--- MATERIAL TO PROCESS Enclosed Below ---
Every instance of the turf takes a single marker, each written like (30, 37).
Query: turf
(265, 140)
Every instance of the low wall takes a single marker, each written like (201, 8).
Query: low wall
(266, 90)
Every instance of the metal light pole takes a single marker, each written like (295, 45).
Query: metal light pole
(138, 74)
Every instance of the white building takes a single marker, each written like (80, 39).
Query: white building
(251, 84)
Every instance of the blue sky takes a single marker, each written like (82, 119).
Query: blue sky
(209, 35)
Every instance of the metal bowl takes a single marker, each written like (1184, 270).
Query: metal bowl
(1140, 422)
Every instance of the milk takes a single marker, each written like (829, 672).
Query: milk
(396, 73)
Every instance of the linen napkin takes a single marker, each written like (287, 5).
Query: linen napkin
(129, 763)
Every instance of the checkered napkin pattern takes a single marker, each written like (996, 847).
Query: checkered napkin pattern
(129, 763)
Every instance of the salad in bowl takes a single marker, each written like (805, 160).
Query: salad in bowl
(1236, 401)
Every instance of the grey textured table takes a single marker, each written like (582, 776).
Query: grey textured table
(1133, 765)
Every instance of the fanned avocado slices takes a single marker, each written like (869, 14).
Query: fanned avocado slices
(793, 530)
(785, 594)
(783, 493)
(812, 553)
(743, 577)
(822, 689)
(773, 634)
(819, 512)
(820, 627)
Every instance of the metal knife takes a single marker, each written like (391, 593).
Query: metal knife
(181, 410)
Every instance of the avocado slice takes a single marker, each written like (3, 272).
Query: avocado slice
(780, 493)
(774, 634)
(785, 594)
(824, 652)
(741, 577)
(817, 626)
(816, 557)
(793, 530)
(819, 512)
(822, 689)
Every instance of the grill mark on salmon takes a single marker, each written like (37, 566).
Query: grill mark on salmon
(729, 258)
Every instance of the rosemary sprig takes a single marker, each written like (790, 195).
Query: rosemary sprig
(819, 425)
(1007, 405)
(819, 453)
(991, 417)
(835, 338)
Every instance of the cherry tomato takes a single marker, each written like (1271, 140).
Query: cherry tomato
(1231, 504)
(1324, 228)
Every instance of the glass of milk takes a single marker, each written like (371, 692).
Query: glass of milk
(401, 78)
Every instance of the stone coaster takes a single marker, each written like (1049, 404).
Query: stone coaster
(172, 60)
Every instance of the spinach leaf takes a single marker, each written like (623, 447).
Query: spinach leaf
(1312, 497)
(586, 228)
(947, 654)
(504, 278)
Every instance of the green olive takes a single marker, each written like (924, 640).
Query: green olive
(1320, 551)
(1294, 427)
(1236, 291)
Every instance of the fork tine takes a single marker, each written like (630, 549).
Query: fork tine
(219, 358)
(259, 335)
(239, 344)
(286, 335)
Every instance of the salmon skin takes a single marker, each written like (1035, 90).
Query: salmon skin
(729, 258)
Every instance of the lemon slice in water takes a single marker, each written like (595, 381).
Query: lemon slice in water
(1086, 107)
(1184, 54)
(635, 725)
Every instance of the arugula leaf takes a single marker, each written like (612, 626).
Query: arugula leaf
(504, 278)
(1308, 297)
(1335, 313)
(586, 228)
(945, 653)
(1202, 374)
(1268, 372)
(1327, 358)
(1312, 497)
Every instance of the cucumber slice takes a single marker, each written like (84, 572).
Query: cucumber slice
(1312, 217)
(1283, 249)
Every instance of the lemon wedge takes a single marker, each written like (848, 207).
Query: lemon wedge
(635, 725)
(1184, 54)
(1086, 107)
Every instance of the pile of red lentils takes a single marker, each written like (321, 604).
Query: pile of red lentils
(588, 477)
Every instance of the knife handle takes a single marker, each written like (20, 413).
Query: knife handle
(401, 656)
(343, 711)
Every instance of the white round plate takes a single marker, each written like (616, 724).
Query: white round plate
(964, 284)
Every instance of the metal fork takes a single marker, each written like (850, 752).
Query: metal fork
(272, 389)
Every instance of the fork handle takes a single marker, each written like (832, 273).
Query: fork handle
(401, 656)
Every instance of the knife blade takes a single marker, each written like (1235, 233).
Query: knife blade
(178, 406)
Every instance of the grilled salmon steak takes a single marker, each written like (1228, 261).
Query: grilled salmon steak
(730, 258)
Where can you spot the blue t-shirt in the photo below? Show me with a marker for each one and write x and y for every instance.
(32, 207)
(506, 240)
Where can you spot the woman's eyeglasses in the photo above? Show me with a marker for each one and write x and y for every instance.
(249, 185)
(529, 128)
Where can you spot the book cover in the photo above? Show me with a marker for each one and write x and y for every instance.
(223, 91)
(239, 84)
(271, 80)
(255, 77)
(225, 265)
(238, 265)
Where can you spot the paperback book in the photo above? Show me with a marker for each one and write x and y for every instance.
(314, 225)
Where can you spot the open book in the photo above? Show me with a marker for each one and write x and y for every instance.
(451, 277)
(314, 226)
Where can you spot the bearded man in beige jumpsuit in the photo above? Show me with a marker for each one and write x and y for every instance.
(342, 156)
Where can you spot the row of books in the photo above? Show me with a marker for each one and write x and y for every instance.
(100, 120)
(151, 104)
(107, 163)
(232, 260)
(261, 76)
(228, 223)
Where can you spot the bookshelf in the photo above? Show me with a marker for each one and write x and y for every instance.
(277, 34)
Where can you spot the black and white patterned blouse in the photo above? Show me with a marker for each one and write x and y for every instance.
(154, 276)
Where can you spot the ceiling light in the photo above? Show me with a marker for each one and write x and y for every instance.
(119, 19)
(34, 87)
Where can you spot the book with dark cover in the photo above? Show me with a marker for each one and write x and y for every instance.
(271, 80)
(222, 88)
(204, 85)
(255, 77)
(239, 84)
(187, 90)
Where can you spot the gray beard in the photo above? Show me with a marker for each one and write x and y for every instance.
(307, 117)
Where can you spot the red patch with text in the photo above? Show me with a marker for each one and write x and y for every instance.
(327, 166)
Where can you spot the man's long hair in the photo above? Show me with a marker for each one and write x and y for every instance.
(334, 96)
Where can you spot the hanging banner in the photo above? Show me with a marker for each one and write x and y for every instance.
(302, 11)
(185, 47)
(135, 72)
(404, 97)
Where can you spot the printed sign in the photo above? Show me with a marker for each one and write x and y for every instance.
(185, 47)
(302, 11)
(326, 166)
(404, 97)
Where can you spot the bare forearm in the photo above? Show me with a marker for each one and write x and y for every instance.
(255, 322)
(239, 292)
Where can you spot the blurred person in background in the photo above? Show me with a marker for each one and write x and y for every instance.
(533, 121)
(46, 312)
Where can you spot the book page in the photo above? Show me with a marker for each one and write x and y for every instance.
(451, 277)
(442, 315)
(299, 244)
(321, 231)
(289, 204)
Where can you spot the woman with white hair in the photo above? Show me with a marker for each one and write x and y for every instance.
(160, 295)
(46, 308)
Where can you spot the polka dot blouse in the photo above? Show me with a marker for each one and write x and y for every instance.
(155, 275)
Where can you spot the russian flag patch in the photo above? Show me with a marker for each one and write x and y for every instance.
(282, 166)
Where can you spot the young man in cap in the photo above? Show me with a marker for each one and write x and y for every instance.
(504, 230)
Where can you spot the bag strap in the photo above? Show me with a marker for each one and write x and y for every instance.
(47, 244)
--- End of Enclosed MATERIAL TO PROCESS ---
**TASK DETAILS**.
Retype the material exactly.

**RESULT BELOW**.
Every instance of the turf takes a single marker, each written like (30, 37).
Query: turf
(265, 140)
Every instance of the low wall takes a single marker, each written like (201, 8).
Query: low wall
(266, 90)
Every instance of the metal light pole takes a single marker, each written like (295, 45).
Query: metal light pole
(138, 74)
Every instance of the white building takes a single marker, each written like (80, 39).
Query: white building
(251, 84)
Every instance of the blue sky takes a single marker, each written like (82, 119).
Query: blue sky
(209, 35)
Every instance of the metal bowl takes a single marker, each written like (1184, 270).
Query: metal bowl
(1140, 422)
Every instance of the milk takes a single marker, each written like (829, 672).
Query: milk
(396, 73)
Every instance of the linen napkin takes a single marker, each written like (287, 5).
Query: linen napkin
(129, 763)
Every instance of the checkered napkin pattern takes a single marker, each written like (996, 847).
Query: checkered napkin pattern
(129, 763)
Every instance of the salad in bowl takes a single marker, each written like (805, 160).
Query: salad in bowl
(1236, 401)
Every instance of the grey textured table takes a single marker, each written like (582, 776).
Query: grey textured table
(1133, 765)
Every instance of the fanned avocado slices takes a single marker, each written like (869, 14).
Query: fanned avocado slices
(793, 530)
(785, 594)
(783, 493)
(812, 553)
(743, 577)
(822, 689)
(773, 634)
(819, 512)
(820, 627)
Every instance of the metal knife takes a single marker, each written like (391, 593).
Query: metal knife
(181, 410)
Every instance of the avocado slice takes a single marker, each written like (3, 272).
Query: avocado slice
(780, 493)
(774, 634)
(785, 594)
(824, 652)
(741, 577)
(817, 626)
(816, 557)
(793, 530)
(819, 512)
(822, 689)
Every instance of the grill mark on salmon takes a single marker, each written like (37, 566).
Query: grill mark on salmon
(729, 258)
Every instance of the rosemary sprig takes a single marker, each written like (790, 195).
Query: rosemary sprig
(819, 425)
(1007, 405)
(819, 453)
(991, 417)
(835, 338)
Every instance of the cherry tomato takes a single marker, each written like (1271, 140).
Query: cherry tomato
(1231, 504)
(1324, 228)
Every instance of the glass of milk takes a single marker, each written like (371, 692).
Query: glass of milk
(401, 78)
Every instance of the stone coaster takes a single marker, each written like (1049, 404).
Query: stone coaster
(172, 60)
Every instance of the spinach leaf takes a single marker, each written like (623, 447).
Query: spinach leaf
(1312, 497)
(586, 228)
(947, 654)
(504, 278)
Every instance of the green olive takes a single marker, each written like (924, 640).
Query: green olive
(1320, 551)
(1294, 427)
(1236, 291)
Every instance of the fork tine takes a single marker, each written like (630, 549).
Query: fork tine
(219, 358)
(259, 335)
(239, 344)
(286, 335)
Every instance of the salmon skin takes a single marker, each written like (1035, 90).
Query: salmon skin
(729, 258)
Every instance of the lemon slice in water takes a single marker, each written like (595, 381).
Query: lemon slice in water
(1086, 107)
(1184, 54)
(635, 725)
Every instance of the arugula leaf takes a single marker, each written like (612, 626).
Query: arugula leaf
(504, 278)
(1308, 297)
(1335, 313)
(586, 228)
(945, 653)
(1202, 374)
(1268, 372)
(1327, 358)
(1312, 497)
Every instance of the cucumber slice takes a single marker, each written like (84, 572).
Query: cucumber slice
(1312, 217)
(1283, 249)
Every instance of the lemon wedge takes a single marker, each written like (848, 207).
Query: lemon wedge
(635, 725)
(1184, 54)
(1086, 107)
Every instance of the pile of red lentils takes a single marker, each written like (321, 604).
Query: pile of red lentils
(588, 477)
Every instance of the knife handle takes a single marker, each written like (20, 413).
Query: knife handle
(401, 656)
(343, 711)
Every instance of the white round plate takes a single marker, each written like (616, 724).
Query: white round plate
(964, 284)
Every instance of the metal fork takes a single marker, each written like (850, 752).
Query: metal fork
(272, 389)
Every instance of the fork handle takes a single marker, each written like (832, 273).
Query: fork handle
(401, 656)
Every instance of the knife blade takes a single marker, each written like (1235, 233).
Query: knife blade
(178, 406)
Every instance of the grilled salmon steak takes a single marker, each written like (1228, 261).
Query: grilled salmon steak
(730, 258)
Where can you spot the blue t-shirt in the photo below? Show me with a marker for each one and write x and y for every instance.
(32, 207)
(506, 240)
Where can you spot the woman's eyeglasses in the photo above? Show me with a marker for each one and write x and y for every instance.
(249, 185)
(529, 128)
Where can you spot the book cover in the photo above? Show me with a marker for each one and write x and y for every instance.
(223, 91)
(239, 84)
(271, 80)
(255, 77)
(225, 265)
(238, 265)
Where can you spot the paperback book in the photo above? Show me with a marker for each one and write x and y for every instance.
(314, 225)
Where can you spot the open book in the photo above? Show me with a marker for each one and write x and y for every instance.
(451, 277)
(314, 226)
Where can you spot the bearded man in beige jumpsuit in the photo above? Show me with a marker for each one and write x and y for every instance.
(342, 156)
Where can you spot the row of books in the photo above? Show me with a marker for each one and write x and y for every instance.
(100, 120)
(151, 104)
(107, 163)
(232, 260)
(261, 76)
(228, 223)
Where can you spot the bookshelf in the photo above? Show me with a marker for each one and write x and y for every instance.
(277, 34)
Where can you spot the black and white patterned blouse in the photo above? Show me with a marker for each one and write x and y for every instance.
(154, 276)
Where can you spot the ceiling light in the photo above? Show me with a marker for each one and write x and y for every instance.
(119, 19)
(34, 87)
Where can you spot the book with dark cover in the photo above? Show me with a marker for each one and write x and y for every instance.
(271, 80)
(222, 88)
(204, 85)
(255, 77)
(239, 84)
(187, 90)
Where can you spot the gray beard in the photo above? Show me with a marker for each one and write x and y for every instance.
(307, 117)
Where can you spot the red patch with text in the photo above? Show me with a marker for each one and write x and y for every instance.
(327, 166)
Where can you spot the man's long hair in the photo above? Show me with a marker for each one and write x and y for every instance.
(334, 96)
Where can you spot the hanging banner in the photo above? Show me with a marker for each one and write x and y for every instance.
(302, 11)
(185, 47)
(135, 72)
(404, 97)
Where can you spot the printed sign in the photo above? Show me with a marker for each one and write x and y for every instance.
(185, 47)
(302, 11)
(326, 166)
(404, 97)
Where can you spot the bare forearm in the photo above? Show me with a marker for each one and write x and y for every instance.
(255, 322)
(239, 292)
Where can you spot the blurred person in background in the photo above? Show me with a marker for each one and write x and y for every instance.
(533, 121)
(46, 312)
Where can you spot the book page in the photo above? Show me with a marker for each one and write x and y for every instance.
(451, 277)
(442, 315)
(299, 244)
(321, 231)
(289, 204)
Where can you spot the woman with white hair in the photo above? Show me with a marker for each one and write x and y for every instance.
(160, 295)
(46, 308)
Where can you spot the polka dot blouse in the photo above? Show me with a marker for each one and write x and y for every instance.
(155, 275)
Where can you spot the russian flag patch in the photo above? Show me with a marker for each one and write x and y for every instance.
(282, 166)
Where can you spot the young man in cap in the photo above? Show me with a marker for each one and write x and y for every instance.
(504, 230)
Where can you spot the bag strap in the photo above? Show me with a marker for each one and write x and y for every instance.
(47, 244)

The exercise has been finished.